Document segment ▸
⟨
Global variation in force-of-infection trends for human Taenia solium taeniasis/cysticercosis

Essential revisions:

1) Please add a more detailed discussion about the limitations of the dataset analyzed (reviewer #1). Address the potential differences between antigen and antibody detection, the differences between laboratory methods used in each primary study (e.g., species-specificity, sensitivity) and openly discuss how these differences may affect the current analysis.

We thank Reviewer #1 and the Reviewing Editor for providing this feedback. A more detailed response to these points can be found in Author responses 1.3 and 1.8, where we focus on providing clarification on the diagnostic used in Flórez Sánchez et al., (2013). We highlight the difference between inferences made from antibody-based surveys (relating to exposure) and antigen-based surveys (active infection dynamics) in Authors’ responses 1.2 and 1.7.
⟩
Supplied material ▸
⟨
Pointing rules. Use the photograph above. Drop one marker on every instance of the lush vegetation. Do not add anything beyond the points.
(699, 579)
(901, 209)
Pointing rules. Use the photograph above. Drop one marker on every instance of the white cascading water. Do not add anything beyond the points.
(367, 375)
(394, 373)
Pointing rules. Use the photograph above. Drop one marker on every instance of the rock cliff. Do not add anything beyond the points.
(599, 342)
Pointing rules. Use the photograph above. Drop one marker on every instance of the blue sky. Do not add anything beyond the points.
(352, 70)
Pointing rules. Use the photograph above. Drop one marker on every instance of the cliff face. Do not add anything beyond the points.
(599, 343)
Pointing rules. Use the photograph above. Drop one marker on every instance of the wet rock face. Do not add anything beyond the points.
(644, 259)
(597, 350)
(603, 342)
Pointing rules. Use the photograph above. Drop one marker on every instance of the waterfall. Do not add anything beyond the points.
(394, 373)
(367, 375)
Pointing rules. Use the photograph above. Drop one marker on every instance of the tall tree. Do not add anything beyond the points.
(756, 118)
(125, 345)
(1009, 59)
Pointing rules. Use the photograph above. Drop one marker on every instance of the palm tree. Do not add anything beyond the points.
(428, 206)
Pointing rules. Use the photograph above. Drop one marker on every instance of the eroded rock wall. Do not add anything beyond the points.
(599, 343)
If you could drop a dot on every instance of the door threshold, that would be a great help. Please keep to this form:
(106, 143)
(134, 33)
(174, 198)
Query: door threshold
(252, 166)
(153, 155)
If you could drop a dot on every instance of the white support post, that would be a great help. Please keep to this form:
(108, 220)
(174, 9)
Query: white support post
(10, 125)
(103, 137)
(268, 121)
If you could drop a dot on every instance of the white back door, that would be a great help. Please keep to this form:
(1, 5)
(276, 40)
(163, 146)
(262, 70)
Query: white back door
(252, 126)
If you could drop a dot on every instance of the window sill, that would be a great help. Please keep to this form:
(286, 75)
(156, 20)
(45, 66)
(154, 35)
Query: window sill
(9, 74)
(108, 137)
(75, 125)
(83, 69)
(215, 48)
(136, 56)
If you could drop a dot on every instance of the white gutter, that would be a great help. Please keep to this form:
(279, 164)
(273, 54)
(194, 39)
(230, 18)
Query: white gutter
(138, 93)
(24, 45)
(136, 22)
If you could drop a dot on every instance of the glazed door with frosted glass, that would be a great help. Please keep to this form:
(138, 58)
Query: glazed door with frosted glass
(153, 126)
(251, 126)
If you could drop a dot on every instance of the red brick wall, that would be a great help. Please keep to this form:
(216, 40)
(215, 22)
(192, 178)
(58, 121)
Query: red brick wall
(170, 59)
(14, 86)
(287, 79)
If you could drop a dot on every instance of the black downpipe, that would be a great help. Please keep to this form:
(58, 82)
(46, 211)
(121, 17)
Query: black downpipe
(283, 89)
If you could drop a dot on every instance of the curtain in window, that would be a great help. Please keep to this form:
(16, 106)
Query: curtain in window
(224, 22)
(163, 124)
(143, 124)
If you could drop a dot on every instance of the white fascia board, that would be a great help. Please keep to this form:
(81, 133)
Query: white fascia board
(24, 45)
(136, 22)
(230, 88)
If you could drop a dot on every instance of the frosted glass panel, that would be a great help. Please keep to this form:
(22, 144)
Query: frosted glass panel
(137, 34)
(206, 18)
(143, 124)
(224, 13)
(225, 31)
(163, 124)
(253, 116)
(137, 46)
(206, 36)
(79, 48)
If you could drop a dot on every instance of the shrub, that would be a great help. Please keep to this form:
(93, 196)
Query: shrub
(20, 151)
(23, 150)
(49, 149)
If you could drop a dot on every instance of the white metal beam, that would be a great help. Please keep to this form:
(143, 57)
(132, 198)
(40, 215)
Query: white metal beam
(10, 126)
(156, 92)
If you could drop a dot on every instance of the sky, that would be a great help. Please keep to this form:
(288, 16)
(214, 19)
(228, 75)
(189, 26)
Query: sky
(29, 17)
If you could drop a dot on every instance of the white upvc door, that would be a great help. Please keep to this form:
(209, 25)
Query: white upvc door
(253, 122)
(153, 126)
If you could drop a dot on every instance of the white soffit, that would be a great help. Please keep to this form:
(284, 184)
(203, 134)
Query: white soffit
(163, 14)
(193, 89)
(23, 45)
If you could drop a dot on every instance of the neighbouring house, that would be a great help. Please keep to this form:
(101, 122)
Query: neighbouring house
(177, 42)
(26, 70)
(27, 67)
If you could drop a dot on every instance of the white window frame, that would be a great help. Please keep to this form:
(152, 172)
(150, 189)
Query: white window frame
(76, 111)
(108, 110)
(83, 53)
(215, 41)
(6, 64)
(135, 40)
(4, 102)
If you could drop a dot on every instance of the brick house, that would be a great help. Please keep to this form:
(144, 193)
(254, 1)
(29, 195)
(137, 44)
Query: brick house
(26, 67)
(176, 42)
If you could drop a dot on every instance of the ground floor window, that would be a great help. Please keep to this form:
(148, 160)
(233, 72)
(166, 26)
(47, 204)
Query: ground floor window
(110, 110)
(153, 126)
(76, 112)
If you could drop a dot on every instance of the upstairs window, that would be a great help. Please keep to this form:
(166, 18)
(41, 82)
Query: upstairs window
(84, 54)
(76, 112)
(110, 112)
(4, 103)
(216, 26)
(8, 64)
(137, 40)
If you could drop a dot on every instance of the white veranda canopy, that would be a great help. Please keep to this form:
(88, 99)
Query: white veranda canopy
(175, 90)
⟩
Assignment ▸
Return, word for word, the portion of the Taenia solium review response between "1) Please add" and "1.2 and 1.7.", inclusive.

Final answer ▸
1) Please add a more detailed discussion about the limitations of the dataset analyzed (reviewer #1). Address the potential differences between antigen and antibody detection, the differences between laboratory methods used in each primary study (e.g., species-specificity, sensitivity) and openly discuss how these differences may affect the current analysis.

We thank Reviewer #1 and the Reviewing Editor for providing this feedback. A more detailed response to these points can be found in Author responses 1.3 and 1.8, where we focus on providing clarification on the diagnostic used in Flórez Sánchez et al., (2013). We highlight the difference between inferences made from antibody-based surveys (relating to exposure) and antigen-based surveys (active infection dynamics) in Authors’ responses 1.2 and 1.7.